[Opening Records for this exercise section]
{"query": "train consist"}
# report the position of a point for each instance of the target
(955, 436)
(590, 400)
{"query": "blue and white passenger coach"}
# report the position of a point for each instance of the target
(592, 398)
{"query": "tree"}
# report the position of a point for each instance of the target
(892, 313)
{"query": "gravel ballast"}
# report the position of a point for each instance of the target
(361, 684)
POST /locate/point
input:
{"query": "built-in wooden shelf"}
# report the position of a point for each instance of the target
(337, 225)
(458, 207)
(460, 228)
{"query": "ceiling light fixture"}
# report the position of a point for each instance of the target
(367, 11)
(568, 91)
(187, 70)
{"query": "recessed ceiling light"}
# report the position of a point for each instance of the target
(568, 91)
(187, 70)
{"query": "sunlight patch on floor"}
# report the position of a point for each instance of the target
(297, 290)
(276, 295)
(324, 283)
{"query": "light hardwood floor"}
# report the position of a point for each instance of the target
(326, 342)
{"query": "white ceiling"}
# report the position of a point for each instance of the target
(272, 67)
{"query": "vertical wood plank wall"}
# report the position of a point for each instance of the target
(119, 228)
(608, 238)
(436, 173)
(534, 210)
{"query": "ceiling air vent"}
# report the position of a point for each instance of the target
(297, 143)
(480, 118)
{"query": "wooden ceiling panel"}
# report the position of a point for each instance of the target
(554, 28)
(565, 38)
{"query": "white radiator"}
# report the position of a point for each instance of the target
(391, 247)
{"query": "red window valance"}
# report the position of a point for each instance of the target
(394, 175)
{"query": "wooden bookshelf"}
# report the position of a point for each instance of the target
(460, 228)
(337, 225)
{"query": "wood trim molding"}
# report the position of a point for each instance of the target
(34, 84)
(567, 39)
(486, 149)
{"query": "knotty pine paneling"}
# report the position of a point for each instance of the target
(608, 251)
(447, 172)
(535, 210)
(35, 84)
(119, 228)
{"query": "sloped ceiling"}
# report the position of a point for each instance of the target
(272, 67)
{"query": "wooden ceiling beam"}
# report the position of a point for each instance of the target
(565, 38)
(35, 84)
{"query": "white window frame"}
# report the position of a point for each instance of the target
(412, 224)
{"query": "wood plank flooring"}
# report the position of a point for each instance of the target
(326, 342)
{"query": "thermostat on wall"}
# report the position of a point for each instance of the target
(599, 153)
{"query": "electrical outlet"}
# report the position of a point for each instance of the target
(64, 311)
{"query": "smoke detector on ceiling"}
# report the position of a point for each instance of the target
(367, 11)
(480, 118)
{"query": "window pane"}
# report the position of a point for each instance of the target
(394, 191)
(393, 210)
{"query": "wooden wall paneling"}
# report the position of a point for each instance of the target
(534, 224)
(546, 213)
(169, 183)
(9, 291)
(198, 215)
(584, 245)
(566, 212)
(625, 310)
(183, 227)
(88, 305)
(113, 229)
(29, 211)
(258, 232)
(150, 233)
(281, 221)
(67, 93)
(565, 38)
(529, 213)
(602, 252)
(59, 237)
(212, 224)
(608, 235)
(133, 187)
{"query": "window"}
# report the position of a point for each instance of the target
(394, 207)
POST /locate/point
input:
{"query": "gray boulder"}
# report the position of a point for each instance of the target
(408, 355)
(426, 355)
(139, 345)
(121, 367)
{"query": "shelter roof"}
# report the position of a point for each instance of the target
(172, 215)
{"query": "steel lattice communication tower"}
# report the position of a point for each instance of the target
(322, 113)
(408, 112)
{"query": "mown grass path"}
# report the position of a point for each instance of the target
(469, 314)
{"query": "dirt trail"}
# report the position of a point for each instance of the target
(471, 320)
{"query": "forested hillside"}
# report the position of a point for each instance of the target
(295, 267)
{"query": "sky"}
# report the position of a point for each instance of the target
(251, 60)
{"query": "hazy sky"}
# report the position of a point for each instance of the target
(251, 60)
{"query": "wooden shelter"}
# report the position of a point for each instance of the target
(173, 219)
[Closing Records for this exercise section]
Task – Filter the entries down to the lines with the word "shelter" in them.

Result of this exercise –
{"query": "shelter roof"}
{"query": "wooden shelter"}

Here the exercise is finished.